* **Passage to read**
◆ ◆ ◆ ◆ ◆ ◆ ◆
SENIOR EXECUTIVE EMPLOYMENT AGREEMENT
THIS SENIOR EXECUTIVE EMPLOYMENT AGREEMENT, dated July 30, 2004 is
by and between TYSON FOODS, INC., a corporation organized under the
laws of Delaware (the "Company"), and Donald J. Tyson
("Employee").
WITNESSETH :
WHEREAS, following Employee's retirement from full time employment
with the Company on October 19, 2001, the Company and Employee
entered into a Senior Executive Employment Agreement dated as of
such date (the "Original Agreement") pursuant to which Employee
agreed to furnish advisory services to the Company upon the terms,
provisions and conditions therein provided;
WHEREAS, since October 2001, Employee has provided substantial,
unique and continuing assistance to the Company; and
WHEREAS, the Employee wishes to continue to furnish advisory
services to the Company and the Company wishes to continue to
receive such services, upon the modified terms, provisions and
conditions herein provided;
NOW, THEREFORE, in consideration of the foregoing and of the
agreements hereinafter contained, the parties hereby agree as
follows:
1. The Original
Agreement is hereby terminated as of the date hereof. The
term of this Agreement (the "Term") shall begin the date hereof and
end October 19, 2011.
◆ ◆ ◆ ◆ ◆ ◆ ◆
* **Requirement**
Answer these questions from the employment agreement:
(a) Under the laws of which state is the Company organized?
(b) On what date did Employee retire from full time employment with the Company?
(c) On what date does the Term end?
The data after this point comes from a separate source, unrelated to the employment agreement.

* **Source information**
◆ ◆ ◆ ◆ ◆ ◆ ◆
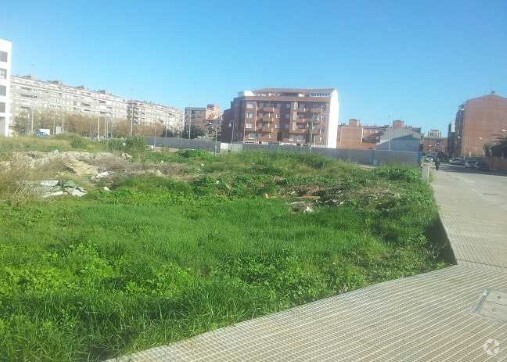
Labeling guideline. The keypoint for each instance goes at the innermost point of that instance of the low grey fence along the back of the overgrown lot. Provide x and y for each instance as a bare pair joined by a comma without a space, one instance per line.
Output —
364,157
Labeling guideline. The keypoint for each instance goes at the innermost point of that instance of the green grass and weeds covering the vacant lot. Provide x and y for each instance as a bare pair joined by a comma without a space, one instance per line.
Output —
157,259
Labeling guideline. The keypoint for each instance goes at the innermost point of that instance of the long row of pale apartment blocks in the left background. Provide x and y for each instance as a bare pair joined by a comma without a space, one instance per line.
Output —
30,95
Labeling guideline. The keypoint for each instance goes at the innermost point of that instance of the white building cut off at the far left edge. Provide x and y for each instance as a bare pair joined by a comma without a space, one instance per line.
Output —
5,87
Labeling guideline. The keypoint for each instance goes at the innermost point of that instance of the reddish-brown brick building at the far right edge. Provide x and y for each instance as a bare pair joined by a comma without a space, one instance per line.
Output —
479,121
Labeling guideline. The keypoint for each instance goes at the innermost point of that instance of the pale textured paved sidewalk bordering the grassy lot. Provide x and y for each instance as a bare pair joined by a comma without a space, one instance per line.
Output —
429,317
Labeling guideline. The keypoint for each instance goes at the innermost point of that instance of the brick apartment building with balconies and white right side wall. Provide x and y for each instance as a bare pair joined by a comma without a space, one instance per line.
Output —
285,116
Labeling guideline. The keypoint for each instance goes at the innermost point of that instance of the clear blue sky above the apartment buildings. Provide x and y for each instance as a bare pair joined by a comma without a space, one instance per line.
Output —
413,60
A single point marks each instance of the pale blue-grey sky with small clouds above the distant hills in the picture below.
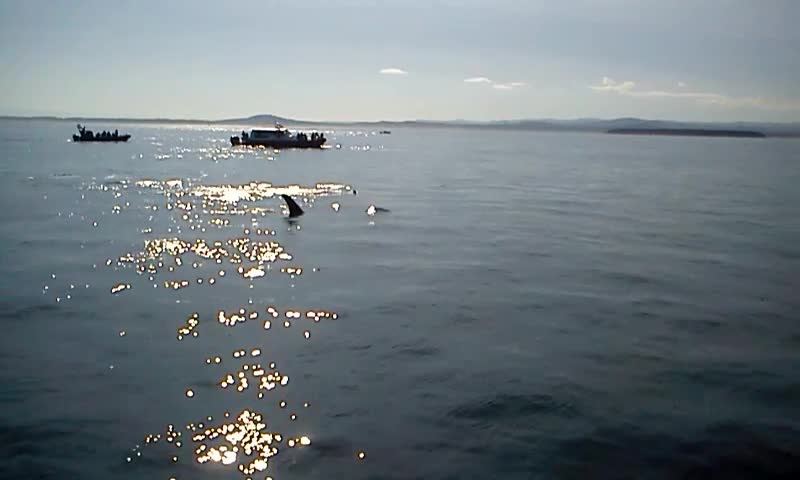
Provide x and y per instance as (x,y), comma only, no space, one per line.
(700,60)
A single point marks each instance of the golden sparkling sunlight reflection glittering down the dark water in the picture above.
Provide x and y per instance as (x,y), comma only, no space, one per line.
(188,257)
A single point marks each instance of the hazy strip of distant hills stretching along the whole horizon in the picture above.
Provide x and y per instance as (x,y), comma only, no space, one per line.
(770,129)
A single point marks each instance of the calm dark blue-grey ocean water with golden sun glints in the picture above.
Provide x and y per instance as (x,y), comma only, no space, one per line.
(533,306)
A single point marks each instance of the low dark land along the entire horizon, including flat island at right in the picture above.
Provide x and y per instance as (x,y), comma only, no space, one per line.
(625,125)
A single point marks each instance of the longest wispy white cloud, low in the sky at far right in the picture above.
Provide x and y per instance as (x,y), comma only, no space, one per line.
(628,88)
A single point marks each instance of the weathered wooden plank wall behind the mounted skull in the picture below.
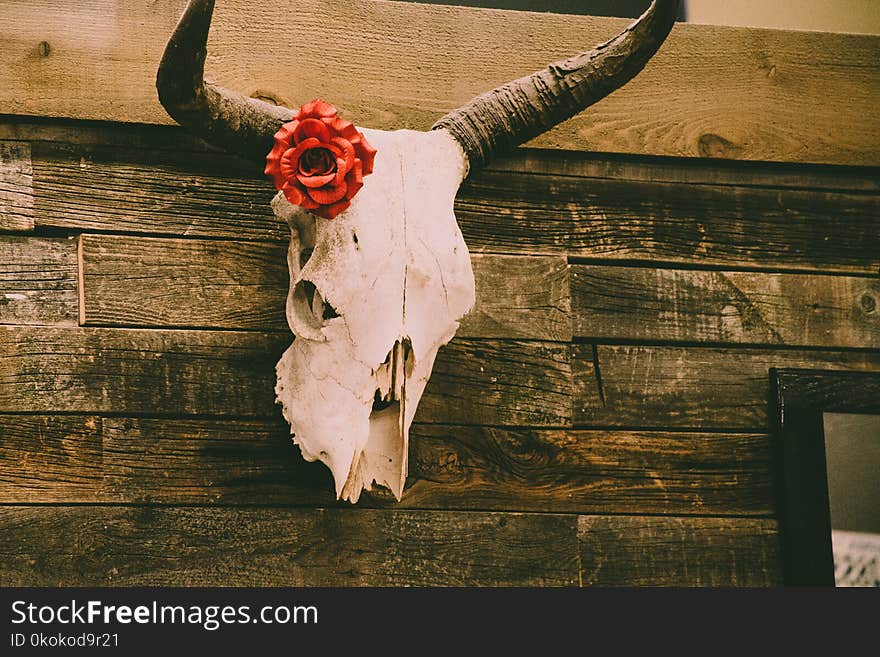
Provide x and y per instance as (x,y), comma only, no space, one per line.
(601,417)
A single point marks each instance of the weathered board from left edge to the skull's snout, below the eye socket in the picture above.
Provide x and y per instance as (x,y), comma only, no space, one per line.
(138,371)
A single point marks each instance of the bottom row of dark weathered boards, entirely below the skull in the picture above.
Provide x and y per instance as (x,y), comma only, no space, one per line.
(42,546)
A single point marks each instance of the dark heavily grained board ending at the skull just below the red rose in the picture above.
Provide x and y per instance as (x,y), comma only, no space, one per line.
(157,192)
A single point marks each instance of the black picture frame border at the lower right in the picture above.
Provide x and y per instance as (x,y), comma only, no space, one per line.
(800,398)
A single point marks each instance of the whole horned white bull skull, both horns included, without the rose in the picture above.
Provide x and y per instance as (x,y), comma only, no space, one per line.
(376,291)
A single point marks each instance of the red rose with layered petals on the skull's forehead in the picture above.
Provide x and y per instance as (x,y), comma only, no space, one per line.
(319,160)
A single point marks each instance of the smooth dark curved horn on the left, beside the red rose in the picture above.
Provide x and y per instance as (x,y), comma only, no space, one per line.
(221,117)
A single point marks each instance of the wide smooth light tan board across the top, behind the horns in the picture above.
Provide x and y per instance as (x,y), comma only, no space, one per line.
(746,94)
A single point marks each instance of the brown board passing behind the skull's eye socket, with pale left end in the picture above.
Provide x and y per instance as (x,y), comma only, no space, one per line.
(131,281)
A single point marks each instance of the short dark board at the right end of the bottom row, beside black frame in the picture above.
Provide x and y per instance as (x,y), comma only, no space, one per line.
(645,551)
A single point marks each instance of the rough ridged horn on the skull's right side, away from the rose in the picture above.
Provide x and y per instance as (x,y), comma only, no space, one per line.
(520,110)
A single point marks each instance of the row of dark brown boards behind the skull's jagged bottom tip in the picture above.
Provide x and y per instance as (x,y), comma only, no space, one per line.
(235,462)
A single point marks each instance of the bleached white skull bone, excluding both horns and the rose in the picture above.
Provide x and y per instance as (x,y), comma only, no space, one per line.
(374,294)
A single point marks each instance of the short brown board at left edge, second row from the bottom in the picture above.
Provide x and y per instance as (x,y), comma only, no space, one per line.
(50,459)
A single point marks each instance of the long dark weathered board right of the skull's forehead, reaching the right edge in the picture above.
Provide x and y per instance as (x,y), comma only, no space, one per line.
(675,223)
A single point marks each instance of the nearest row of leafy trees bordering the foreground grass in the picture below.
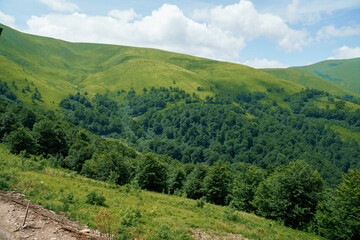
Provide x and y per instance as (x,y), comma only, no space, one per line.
(293,194)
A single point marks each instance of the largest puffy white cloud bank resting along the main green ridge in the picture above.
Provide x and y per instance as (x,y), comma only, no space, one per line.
(166,28)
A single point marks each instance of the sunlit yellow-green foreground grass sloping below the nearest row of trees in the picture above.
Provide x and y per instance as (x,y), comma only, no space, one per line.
(159,212)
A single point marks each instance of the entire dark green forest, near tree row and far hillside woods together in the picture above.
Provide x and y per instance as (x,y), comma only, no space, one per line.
(249,154)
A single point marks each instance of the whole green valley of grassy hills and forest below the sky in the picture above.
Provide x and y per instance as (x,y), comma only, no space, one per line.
(161,145)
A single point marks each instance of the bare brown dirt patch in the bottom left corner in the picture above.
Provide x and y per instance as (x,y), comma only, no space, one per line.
(41,223)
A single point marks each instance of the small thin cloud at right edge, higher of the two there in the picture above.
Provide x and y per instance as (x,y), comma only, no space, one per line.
(330,31)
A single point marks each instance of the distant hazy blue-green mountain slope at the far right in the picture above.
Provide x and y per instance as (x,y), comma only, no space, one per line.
(344,73)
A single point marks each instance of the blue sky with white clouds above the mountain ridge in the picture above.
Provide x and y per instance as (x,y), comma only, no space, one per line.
(257,33)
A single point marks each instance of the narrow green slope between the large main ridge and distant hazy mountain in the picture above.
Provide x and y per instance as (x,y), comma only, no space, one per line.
(309,80)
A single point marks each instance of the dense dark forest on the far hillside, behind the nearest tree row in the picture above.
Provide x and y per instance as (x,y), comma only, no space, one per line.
(171,122)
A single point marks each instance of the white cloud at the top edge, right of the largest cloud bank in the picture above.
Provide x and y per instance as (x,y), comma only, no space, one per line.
(243,20)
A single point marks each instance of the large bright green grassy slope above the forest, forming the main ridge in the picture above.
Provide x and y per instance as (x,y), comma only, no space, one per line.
(57,68)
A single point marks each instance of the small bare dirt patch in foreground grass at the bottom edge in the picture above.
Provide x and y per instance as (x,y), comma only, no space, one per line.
(200,234)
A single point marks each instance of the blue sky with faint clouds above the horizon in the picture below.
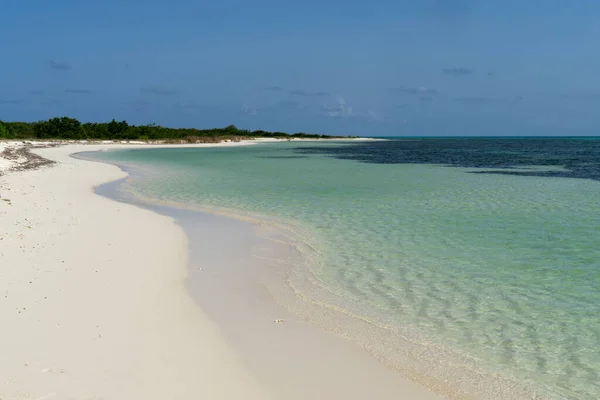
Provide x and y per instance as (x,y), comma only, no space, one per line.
(372,68)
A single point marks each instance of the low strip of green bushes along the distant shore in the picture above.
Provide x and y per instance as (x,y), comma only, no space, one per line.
(66,128)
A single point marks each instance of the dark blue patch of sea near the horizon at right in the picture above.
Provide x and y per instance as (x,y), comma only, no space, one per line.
(579,157)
◆ ◆ ◆ ◆ ◆ ◆ ◆
* **Answer space**
(a) Delaware
(b) October 19, 2001
(c) October 19, 2011